§ **Records to use**:

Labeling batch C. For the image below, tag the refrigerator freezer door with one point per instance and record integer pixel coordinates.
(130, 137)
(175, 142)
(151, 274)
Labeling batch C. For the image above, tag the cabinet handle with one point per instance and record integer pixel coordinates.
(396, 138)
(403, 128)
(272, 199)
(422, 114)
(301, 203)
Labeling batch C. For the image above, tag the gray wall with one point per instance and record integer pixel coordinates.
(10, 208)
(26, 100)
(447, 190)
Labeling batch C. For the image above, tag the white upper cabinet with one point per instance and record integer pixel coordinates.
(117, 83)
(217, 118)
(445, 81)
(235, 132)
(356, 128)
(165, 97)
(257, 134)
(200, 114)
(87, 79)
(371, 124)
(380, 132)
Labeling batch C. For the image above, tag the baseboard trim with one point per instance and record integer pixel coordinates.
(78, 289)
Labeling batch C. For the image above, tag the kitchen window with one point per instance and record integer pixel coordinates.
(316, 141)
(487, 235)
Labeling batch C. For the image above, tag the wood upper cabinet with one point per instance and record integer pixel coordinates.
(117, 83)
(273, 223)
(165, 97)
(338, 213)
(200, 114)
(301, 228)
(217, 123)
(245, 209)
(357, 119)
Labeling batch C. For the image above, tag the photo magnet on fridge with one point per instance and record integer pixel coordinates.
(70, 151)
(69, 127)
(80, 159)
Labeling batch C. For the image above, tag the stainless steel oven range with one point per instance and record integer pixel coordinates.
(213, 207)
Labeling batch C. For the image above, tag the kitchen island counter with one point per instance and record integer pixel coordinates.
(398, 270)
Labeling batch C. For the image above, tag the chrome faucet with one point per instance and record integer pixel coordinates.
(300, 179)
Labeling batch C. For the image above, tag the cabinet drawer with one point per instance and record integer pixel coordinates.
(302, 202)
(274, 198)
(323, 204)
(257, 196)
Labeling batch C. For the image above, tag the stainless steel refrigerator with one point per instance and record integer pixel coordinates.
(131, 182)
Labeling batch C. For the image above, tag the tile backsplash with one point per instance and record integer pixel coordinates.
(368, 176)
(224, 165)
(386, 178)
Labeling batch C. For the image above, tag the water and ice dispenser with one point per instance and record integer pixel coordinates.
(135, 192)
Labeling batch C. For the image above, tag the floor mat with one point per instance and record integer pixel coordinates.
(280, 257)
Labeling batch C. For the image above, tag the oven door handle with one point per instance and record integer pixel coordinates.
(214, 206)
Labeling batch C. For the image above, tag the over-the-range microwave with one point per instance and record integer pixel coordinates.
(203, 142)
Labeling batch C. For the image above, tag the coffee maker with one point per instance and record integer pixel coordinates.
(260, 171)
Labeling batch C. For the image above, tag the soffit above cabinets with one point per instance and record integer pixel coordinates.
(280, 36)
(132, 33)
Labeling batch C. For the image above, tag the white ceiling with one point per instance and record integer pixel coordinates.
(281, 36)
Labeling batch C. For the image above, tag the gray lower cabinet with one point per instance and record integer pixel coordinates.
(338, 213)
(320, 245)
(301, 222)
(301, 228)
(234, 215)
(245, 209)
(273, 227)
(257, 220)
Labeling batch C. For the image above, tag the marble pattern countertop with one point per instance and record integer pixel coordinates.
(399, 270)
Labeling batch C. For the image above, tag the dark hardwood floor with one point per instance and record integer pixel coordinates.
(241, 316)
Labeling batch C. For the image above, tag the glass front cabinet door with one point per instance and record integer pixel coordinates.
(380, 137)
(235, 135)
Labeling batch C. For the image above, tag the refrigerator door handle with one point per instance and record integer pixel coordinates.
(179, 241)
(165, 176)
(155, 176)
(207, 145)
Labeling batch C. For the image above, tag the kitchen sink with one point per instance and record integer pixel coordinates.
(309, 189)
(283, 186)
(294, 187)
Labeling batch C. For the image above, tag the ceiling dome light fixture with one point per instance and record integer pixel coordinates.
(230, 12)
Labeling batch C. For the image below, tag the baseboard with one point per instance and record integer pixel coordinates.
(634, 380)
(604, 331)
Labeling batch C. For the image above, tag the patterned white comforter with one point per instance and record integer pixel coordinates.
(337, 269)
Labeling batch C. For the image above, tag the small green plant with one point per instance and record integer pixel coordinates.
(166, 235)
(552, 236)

§ **Problem requirements**:
Extract every record and return it verbatim.

§ **Task answer**:
Labeling batch C. For the image below, tag the refrigerator freezer door with one point per instance and record integer pixel coordinates.
(130, 137)
(175, 142)
(151, 274)
Labeling batch C. For the image above, tag the cabinet handle with one point per instance and record integer pixel coordinates.
(396, 138)
(403, 128)
(272, 199)
(422, 114)
(301, 203)
Labeling batch C. For the image above, tag the gray wall with one point per instance and record integer pixel coordinates.
(10, 208)
(26, 100)
(447, 190)
Labeling batch C. For the image above, tag the white upper cabinet with one point per instance and record integer pixel coordinates.
(117, 83)
(217, 118)
(445, 81)
(235, 132)
(356, 128)
(165, 97)
(257, 134)
(200, 114)
(87, 79)
(371, 124)
(380, 132)
Labeling batch C. For the image above, tag the baseboard trim with one point per instance and record integer pixel coordinates.
(78, 289)
Labeling batch C. For the image above, tag the kitchen window with one point per instance and record integer pixel coordinates.
(316, 141)
(487, 235)
Labeling batch C. For the image above, tag the wood upper cabinet with one point per instance and record integer pixel coordinates.
(117, 83)
(273, 223)
(165, 97)
(338, 213)
(200, 114)
(301, 228)
(217, 123)
(245, 209)
(357, 119)
Labeling batch C. For the image above, tag the photo magnet on fridge with one point per instance and record integer pixel coordinates.
(70, 151)
(69, 127)
(80, 159)
Labeling batch C. For the image above, tag the stainless steel oven range with one point per instance and record integer pixel coordinates.
(213, 207)
Labeling batch C. For the image above, tag the kitchen island counter with one point per instance and record integer pixel coordinates.
(398, 270)
Labeling batch C. For the image above, tag the chrome faucet with one point per instance and record integer pixel coordinates.
(300, 179)
Labeling batch C. For the image above, tag the cabinet drawer with one point per instance and record integer pixel coordinates.
(302, 202)
(274, 198)
(323, 204)
(257, 196)
Labeling batch C. For the image above, tag the stainless steel refrigerator with one point per instance and record integer pixel coordinates.
(131, 182)
Labeling batch C. For the image above, tag the tile backsplash with one point per instance and record integer pixel coordinates.
(368, 176)
(224, 165)
(386, 178)
Labeling batch C. For the image above, tag the water and ice dispenser with one point per instance and record integer pixel coordinates.
(135, 192)
Labeling batch C. For the image above, tag the floor mat with one point per instance and record integer pixel coordinates.
(280, 257)
Labeling batch C. For the image above, tag the oven door handle with one point per instance and record integer pixel coordinates.
(214, 206)
Labeling batch C. For the image above, tag the over-the-range microwave with one point per instance and record integer pixel coordinates.
(203, 142)
Labeling batch C. For the image above, tag the coffee maker with one point per instance and record integer pixel coordinates.
(260, 171)
Labeling batch C. For the image above, tag the soffit above cabinets with one point per instance and record integer pixel coordinates.
(280, 36)
(132, 33)
Labeling batch C. For the image above, tag the white ceiling with one point per instance and record integer pixel coordinates.
(281, 36)
Labeling batch C. For the image above, tag the gray lower cabinet with one point per instance and record integer pixel coordinates.
(338, 213)
(320, 245)
(301, 222)
(301, 228)
(234, 215)
(245, 209)
(273, 227)
(257, 220)
Labeling batch C. For the image above, tag the marble pattern countertop with one point per instance and record integer pixel coordinates.
(399, 270)
Labeling batch C. For the image above, tag the dark hardwood floor with one point per instance and record integer pixel coordinates.
(241, 316)
Labeling batch C. For the image above, tag the glass front cabinet door with one point per instance and record integer pixel coordinates.
(380, 137)
(235, 135)
Labeling batch C. For the image above, tag the refrigerator door handle with one point per instance and record integer pixel coordinates.
(179, 241)
(165, 176)
(155, 176)
(207, 145)
Labeling batch C. For the image above, tag the kitchen sink with one point per instance and record integer pixel coordinates.
(309, 189)
(283, 186)
(294, 187)
Labeling batch C. For the image above, tag the ceiling dome light fixture with one point per instance and record integer pixel coordinates.
(230, 12)
Labeling batch C. For the image below, tag the baseboard with one point per instance and record integer pixel coordinates.
(634, 380)
(604, 331)
Labeling batch C. For the image above, tag the patterned white comforter with one point per instance and record integer pixel coordinates.
(337, 269)
Labeling batch C. For the image above, tag the small green plant with one point per instance and record integer pixel coordinates.
(166, 235)
(552, 236)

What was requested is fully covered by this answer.